··· Data rows

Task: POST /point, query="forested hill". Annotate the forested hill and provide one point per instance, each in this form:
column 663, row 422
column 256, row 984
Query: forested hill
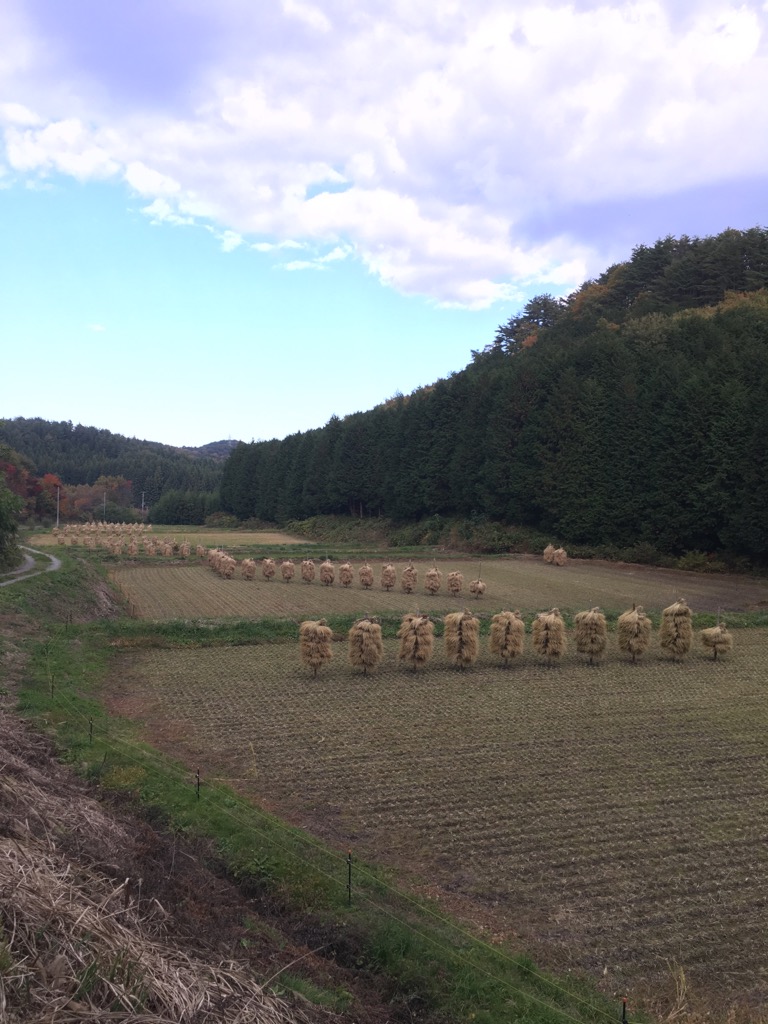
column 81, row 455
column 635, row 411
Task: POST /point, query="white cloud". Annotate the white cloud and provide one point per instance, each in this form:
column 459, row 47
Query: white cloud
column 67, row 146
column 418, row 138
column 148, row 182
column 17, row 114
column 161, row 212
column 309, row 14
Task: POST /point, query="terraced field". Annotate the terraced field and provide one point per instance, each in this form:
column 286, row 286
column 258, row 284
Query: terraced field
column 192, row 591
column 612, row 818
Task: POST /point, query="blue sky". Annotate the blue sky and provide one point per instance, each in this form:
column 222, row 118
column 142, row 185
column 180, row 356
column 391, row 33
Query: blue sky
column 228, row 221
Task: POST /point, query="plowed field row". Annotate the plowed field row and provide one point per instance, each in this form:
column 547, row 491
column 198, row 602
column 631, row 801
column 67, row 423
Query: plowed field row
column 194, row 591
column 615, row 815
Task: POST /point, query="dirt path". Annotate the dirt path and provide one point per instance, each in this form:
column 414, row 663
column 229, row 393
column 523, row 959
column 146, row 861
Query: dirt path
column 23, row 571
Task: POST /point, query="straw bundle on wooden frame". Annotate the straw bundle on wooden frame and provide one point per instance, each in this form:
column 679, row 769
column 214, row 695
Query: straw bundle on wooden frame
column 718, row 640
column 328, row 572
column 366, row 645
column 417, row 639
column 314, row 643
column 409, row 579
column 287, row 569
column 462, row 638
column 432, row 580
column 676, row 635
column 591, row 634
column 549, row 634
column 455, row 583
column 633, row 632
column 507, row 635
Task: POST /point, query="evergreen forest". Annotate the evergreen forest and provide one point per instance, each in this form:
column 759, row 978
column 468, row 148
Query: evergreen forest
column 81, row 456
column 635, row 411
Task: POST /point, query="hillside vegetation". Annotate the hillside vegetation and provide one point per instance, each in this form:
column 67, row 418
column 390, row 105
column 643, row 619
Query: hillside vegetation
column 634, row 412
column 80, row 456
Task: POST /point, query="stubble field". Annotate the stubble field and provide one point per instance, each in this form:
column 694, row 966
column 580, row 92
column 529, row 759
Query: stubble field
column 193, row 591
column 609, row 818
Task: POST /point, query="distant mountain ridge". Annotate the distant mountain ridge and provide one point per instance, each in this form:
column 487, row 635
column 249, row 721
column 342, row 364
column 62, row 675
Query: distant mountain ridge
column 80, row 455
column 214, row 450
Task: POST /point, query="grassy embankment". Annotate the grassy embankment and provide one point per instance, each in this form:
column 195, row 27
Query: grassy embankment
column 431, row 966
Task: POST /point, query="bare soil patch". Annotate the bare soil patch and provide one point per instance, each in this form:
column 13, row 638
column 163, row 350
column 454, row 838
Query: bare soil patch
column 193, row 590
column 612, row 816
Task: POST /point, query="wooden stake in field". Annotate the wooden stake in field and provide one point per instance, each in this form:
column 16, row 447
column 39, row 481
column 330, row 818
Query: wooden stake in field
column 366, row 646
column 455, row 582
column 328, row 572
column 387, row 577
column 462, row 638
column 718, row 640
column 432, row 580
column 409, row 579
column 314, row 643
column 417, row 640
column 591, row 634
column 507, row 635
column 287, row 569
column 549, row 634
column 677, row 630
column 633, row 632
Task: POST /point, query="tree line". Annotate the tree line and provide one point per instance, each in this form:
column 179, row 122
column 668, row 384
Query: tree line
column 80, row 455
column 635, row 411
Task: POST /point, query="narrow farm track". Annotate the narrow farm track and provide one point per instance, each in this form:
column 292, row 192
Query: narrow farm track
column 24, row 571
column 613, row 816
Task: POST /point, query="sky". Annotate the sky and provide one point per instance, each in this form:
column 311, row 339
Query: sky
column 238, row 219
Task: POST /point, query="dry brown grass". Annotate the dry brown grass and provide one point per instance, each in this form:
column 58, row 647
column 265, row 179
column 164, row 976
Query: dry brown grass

······

(Work instructions):
Copy all of the entries above word for word, keeping every line as it appears. Leave the pictures out.

(Finished answer):
Task: POST /point, query="forested hill". Annotate the forested hill and provide one point per instance, each in this form:
column 663, row 422
column 256, row 984
Query: forested hill
column 81, row 455
column 635, row 411
Task: POST /point, query="white cloud". Annotate the white cloud and provide one point per instance, each in this form:
column 459, row 47
Query: white cloud
column 67, row 146
column 418, row 138
column 148, row 182
column 17, row 114
column 161, row 212
column 309, row 14
Task: POST /point, query="terraced field". Annotate the terraced field and provide one point per instance, each in this form:
column 286, row 286
column 258, row 284
Query: terraced field
column 192, row 591
column 612, row 818
Task: POST /point, query="blue sky". Annotate the blue sky and provide one point per instance, each in this form:
column 222, row 118
column 142, row 185
column 180, row 356
column 391, row 33
Query: blue sky
column 228, row 221
Task: POST /point, query="plowed field row". Annotate the plowed field row and provide one point per instance, each in this form:
column 547, row 491
column 198, row 602
column 631, row 801
column 67, row 423
Query: plowed field row
column 194, row 591
column 615, row 815
Task: POST /point, query="dirt path". Annotate the dirt path and provide one point per instance, each in this form:
column 414, row 663
column 229, row 393
column 523, row 959
column 146, row 861
Query: dirt path
column 23, row 571
Task: POST /point, query="straw bundle on wooden frame". Annotate the straw bundle on wooden frame and provide one point per instance, each in this form:
column 679, row 769
column 214, row 695
Query: straw bundle on wooden frame
column 718, row 640
column 328, row 572
column 366, row 645
column 417, row 639
column 314, row 643
column 409, row 579
column 287, row 569
column 462, row 638
column 432, row 580
column 676, row 635
column 591, row 634
column 549, row 634
column 455, row 583
column 633, row 632
column 507, row 635
Task: POST /point, query="evergreen forest". Annotate the evergreen forest and provide one point per instance, each in this form:
column 759, row 978
column 468, row 148
Query: evergreen forest
column 81, row 456
column 635, row 411
Task: POST /point, query="hillside vegetation". Annotate the hillside vegetation and provide one point per instance, each in this form:
column 67, row 418
column 390, row 105
column 643, row 619
Query: hillside vegetation
column 634, row 412
column 80, row 456
Task: POST /point, query="stubble field". Annotate the stubble field and provide one point per instance, each in this form:
column 694, row 966
column 580, row 92
column 529, row 759
Query: stubble field
column 193, row 591
column 609, row 818
Task: POST /point, query="distant mountain ridge". Annotate the distant mountain ridge and provide one point per instance, each in this form:
column 487, row 635
column 249, row 721
column 342, row 364
column 62, row 675
Query: distant mountain ridge
column 80, row 455
column 214, row 450
Task: POST /point, query="grassy embankment". Annotate the grassy embankment and provide one point per instance, each in this form:
column 195, row 27
Query: grassy embankment
column 431, row 966
Task: POST /point, query="bare soil patch". Annotate the bare soil patch and provide one point per instance, each in this form:
column 13, row 638
column 163, row 350
column 454, row 838
Query: bare soil patch
column 193, row 590
column 612, row 816
Task: POST /point, query="wooden stake in field". Annotate the wooden stake in field and provide one point per instance, each in this form:
column 16, row 447
column 39, row 481
column 330, row 818
Query: wooden stake in field
column 366, row 646
column 455, row 582
column 328, row 572
column 387, row 577
column 462, row 638
column 718, row 640
column 432, row 580
column 409, row 579
column 314, row 643
column 417, row 640
column 591, row 634
column 507, row 635
column 287, row 569
column 549, row 634
column 677, row 630
column 633, row 632
Task: POST /point, query="tree line". Annotate the tree line and provide one point per instance, each in this form:
column 179, row 122
column 668, row 384
Query: tree line
column 80, row 455
column 635, row 411
Task: POST /point, query="narrow farm track". Annotate the narrow farm track and provide one point per instance, each in this form:
column 292, row 192
Query: narrow farm track
column 24, row 571
column 613, row 816
Task: POST /point, query="sky". Annotate the sky and provide one point per instance, each in this form:
column 311, row 339
Query: sky
column 238, row 219
Task: POST /point, query="dry brown grass". Annotate the dry brown grass and provide one point per instance, each in this form:
column 58, row 647
column 265, row 179
column 164, row 976
Query: dry brown grass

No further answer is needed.